## WRITTEN PROBLEM A:
Reproduce the forum thread on C coding style below word for word, in full.

** start SOURCE PASSAGE **

I can understand why you didn’t comment on this, but I think people underestimate how even something as ‘simple’ as declaring a few variables can go wrong if trying to do too much and be too smart.
When interviewing for embedded softies one of the code snippets I talk about is:
int* i, j = 0;
You would be amazed at how few people know the types of i and j!
There’s more. The comments in the comment block are utterly useless, only telling you what you can learn more quickly by reading the code — the name of the function, the name and type of the parameter it takes, and what it returns. The poor choice of name and type of the argument could have been mitigated by a useful comment, such as “number of 100 us to delay”.
Also, and this is perhaps pedantry
for(;Dly != 0;Dly–)
is more readable than
for(;Dly;Dly–)
If you’re testing if Dly is non-zero, the best approach is to write just that.
I agree it is best to write just that. And I would therefore write Dly, rather than Dly !=0…
Because in Dly != 0 , you are actually saying ‘compare Dly with 0, if equal, expression result is 0, if not equal, expression result is not zero’ Then, if the expression was part of a condition, the compiler will evaluate if the reult of the expression was 0. Which is exactly what Dly would do.
By example
if (Dly != 0) causes to compiler to produce more code than
if (Dly)
Most modern, smart, optimising compilers are all over this particular anomaly in how we write code. Furtunate, because I have seen plenty of coding standards that require the redundant explicit compare to 0 syntax.
Even more insidious is the ‘logical’ extension to define ‘TRUE’ as ‘!0’ and to sprinkle things like
if (Dly == TRUE)
as an even more ‘readable’ form of (Dly != 0) And then, to catch the ‘=’ and ‘==’ mistakes, this should be
if (TRUE == Dly)
I leave it as an exercise for the reader to infer the pitfall in this.
And here lies one of the biggest issues of C/C++ I’ve encountered so far.
It simply shouldn’t be possible to check if an integer is true. Because a number just can’t be true. Is 10 true? Maybe. Is -1 true? Maybe. Is 0 true? Why not.
Yes I know, C says 0 is false and everything not 0 is true. But I think of this only as a workaround for not implementing a boolean.

** end SOURCE PASSAGE **

## WRITTEN PROBLEM B:
How many lines in the records contain the string "each" with matching case? Reply with the number alone.

** start SOURCE RECORDS **

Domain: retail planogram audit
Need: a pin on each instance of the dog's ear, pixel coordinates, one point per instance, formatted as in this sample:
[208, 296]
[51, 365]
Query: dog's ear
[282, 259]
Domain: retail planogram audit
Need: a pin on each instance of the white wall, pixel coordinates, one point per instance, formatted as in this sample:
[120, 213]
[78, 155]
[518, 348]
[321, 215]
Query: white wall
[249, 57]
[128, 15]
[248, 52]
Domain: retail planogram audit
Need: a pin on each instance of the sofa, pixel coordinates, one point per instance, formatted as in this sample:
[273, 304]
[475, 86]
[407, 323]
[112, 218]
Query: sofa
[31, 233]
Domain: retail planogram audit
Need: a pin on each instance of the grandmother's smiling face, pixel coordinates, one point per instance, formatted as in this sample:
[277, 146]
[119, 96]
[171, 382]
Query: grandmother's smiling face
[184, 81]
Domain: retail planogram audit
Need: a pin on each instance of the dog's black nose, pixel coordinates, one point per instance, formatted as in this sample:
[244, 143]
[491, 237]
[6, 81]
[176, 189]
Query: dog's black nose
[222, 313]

** end SOURCE RECORDS **

## EXERCISE RESPONSE A:
I can understand why you didn’t comment on this, but I think people underestimate how even something as ‘simple’ as declaring a few variables can go wrong if trying to do too much and be too smart.
When interviewing for embedded softies one of the code snippets I talk about is:
int* i, j = 0;
You would be amazed at how few people know the types of i and j!
There’s more. The comments in the comment block are utterly useless, only telling you what you can learn more quickly by reading the code — the name of the function, the name and type of the parameter it takes, and what it returns. The poor choice of name and type of the argument could have been mitigated by a useful comment, such as “number of 100 us to delay”.
Also, and this is perhaps pedantry
for(;Dly != 0;Dly–)
is more readable than
for(;Dly;Dly–)
If you’re testing if Dly is non-zero, the best approach is to write just that.
I agree it is best to write just that. And I would therefore write Dly, rather than Dly !=0…
Because in Dly != 0 , you are actually saying ‘compare Dly with 0, if equal, expression result is 0, if not equal, expression result is not zero’ Then, if the expression was part of a condition, the compiler will evaluate if the reult of the expression was 0. Which is exactly what Dly would do.
By example
if (Dly != 0) causes to compiler to produce more code than
if (Dly)
Most modern, smart, optimising compilers are all over this particular anomaly in how we write code. Furtunate, because I have seen plenty of coding standards that require the redundant explicit compare to 0 syntax.
Even more insidious is the ‘logical’ extension to define ‘TRUE’ as ‘!0’ and to sprinkle things like
if (Dly == TRUE)
as an even more ‘readable’ form of (Dly != 0) And then, to catch the ‘=’ and ‘==’ mistakes, this should be
if (TRUE == Dly)
I leave it as an exercise for the reader to infer the pitfall in this.
And here lies one of the biggest issues of C/C++ I’ve encountered so far.
It simply shouldn’t be possible to check if an integer is true. Because a number just can’t be true. Is 10 true? Maybe. Is -1 true? Maybe. Is 0 true? Why not.
Yes I know, C says 0 is false and everything not 0 is true. But I think of this only as a workaround for not implementing a boolean.

## EXERCISE RESPONSE B:
5